=== AIM 1 ===
Answer these questions about the 721 guide thread:
(a) At what time did Bill R say the 721 guide problem had still not been repaired?
(b) What answer did Tony Trent get from Tech Support?
(c) Which device does JohnH say has a full 7 days of guide data?
=== AIM 2 ===
Reproduce everything in the 721 guide thread from "No guide here and" down to "the problem fixed.".
=== AIM 3 ===
Resume the 721 guide forum thread from the point where it stops.
══ TEXT BLOCK ══
# 721 EPG Fixed.......



## rolou21 (Apr 4, 2002)

Just checked as of 1140 PM Eastern....I am receiving guide data
up to March 10...6 PM.

Looks like they fixed this all day problem..


----------



## jcrash (Jul 22, 2002)

weird, no guide here.


----------



## Filip1 (Sep 3, 2002)

Fixed? Not mine. No guide here at 1:15am eastern.


----------



## hojni (Feb 6, 2003)

As of 12:30am CST - Still no Guide here. Turned off the 721 for the night to see what happens for morning.


----------



## UpOnTheMountain (Mar 24, 2002)

No guide here.


----------



## JohnH (Apr 22, 2002)

No Guide here either.

At least the DISH Player has a full 7 days. even if it has no room to record new shows.


----------



## motjes2 (May 9, 2002)

No guide here and very, very, very, slow...


----------



## Bill R (Dec 20, 2002)

I just spoke to someone at DISH and as of 11 AM (EST) the 721 guide problem has NOT been repaired. They are still working on the problem and have no time frame as to when that they expect to have the problem fixed.


----------



## UpOnTheMountain (Mar 24, 2002)

Bill R,
thanks for the update!


----------



## Tony Trent (Nov 28, 2002)

just spoke with Tech Support at 11:00 am Pacific (2:00 PM Eastern) and the best answer anyone could give me was "Maybe Today". At least the Timers keep firing. Serves us right for asking for name-based timers I guess


----------



## rolou21 (Apr 4, 2002)
═══
══ DATA SUPPLIED ══
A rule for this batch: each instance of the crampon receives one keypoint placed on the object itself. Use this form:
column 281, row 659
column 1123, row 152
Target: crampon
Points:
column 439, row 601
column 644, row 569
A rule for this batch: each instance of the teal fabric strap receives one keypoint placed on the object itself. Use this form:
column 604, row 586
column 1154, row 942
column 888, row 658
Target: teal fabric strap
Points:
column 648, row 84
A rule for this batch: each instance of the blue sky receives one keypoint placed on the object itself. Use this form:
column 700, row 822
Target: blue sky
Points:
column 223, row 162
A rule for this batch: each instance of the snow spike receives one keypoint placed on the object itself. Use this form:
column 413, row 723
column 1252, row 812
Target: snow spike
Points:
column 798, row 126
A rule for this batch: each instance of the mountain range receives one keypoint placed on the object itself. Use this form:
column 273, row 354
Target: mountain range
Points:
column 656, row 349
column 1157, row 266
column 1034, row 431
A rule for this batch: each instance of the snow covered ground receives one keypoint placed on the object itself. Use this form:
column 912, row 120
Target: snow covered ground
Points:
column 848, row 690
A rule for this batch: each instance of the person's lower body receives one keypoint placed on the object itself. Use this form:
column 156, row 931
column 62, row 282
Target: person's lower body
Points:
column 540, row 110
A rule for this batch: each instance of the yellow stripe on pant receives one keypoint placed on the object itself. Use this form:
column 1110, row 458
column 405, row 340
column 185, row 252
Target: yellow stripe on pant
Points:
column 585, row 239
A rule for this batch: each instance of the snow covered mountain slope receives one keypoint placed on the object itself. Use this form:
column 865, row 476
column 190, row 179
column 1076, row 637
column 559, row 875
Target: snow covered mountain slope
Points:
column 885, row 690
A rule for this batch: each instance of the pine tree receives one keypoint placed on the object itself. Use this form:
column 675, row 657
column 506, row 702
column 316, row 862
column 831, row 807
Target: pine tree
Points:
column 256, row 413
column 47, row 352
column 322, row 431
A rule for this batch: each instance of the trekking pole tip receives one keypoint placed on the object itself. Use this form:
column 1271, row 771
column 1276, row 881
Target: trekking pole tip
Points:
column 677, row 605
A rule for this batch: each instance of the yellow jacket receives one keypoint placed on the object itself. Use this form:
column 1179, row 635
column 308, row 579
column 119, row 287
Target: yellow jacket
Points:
═══
=== WRITTEN RESPONSE 1 ===
(a) 11 AM (EST)
(b) "Maybe Today"
(c) The DISH Player

=== WRITTEN RESPONSE 2 ===
No guide here and very, very, very, slow...


----------



## Bill R (Dec 20, 2002)

I just spoke to someone at DISH and as of 11 AM (EST) the 721 guide problem has NOT been repaired. They are still working on the problem and have no time frame as to when that they expect to have the problem fixed.

=== WRITTEN RESPONSE 3 ===
Explain to me why in the world I am getting the EPG data up to March 10 @ 11pm eastern?. Checked newspaper listings up to this coming Friday and they match, so I know I don't have a problem.
Try doing a NVM re-set to see if the 721 will load the data. I tried it last night and it seemed to work this time....


----------



## Bill Mullin (Jul 24, 2002)

> _Originally posted by rolou21 _
> *Try doing a NVM re-set to see if the 721 will load the data. I tried it last night and it seemed to work this time.*


This did *not* work for me yesterday, but I just tried again and my 9-day EPG is back. Thanks for the tip!

Bill


----------



## dbronstein (Oct 21, 2002)

What's an NVM reset?


----------



## Bill Mullin (Jul 24, 2002)

> _Originally posted by dbronstein _
> *What's an NVM reset? *


Check near the bottom of this message:

http://www.dbstalk.com/showthread.php?s=&threadid=12874&pagenumber=2


----------



## Kagato (Jul 1, 2002)

NVM Worked for me. Still, even if the uplink failed, why did it clear the Guide Info that was already cached on the unit...


----------



## BobMurdoch (Apr 24, 2002)

Do the NVM reset. Allow 30 minutes (15 minutes to do the reset, reboot, and switch check + 15 minutes to redo your preferences, audio settings, passwords, and favorites list) and it will work.

TIMERS AND RECORDINGS WILL BE UNAFFECTED. So don't worry about that.

All guide date restored on mine. Now let's see how long it takes them to get this solution (or another method) out to the rest of the masses.


----------



## BobMurdoch (Apr 24, 2002)

E* is now saying that they DON'T want you to do the NVM reset as it will introduce sluggish response to your system.

OK, whatever. I did the reset and will take the slowness compared to not being able to set a timer until 30 minutes before it starts.


----------



## Chris Blount (Jun 22, 2001)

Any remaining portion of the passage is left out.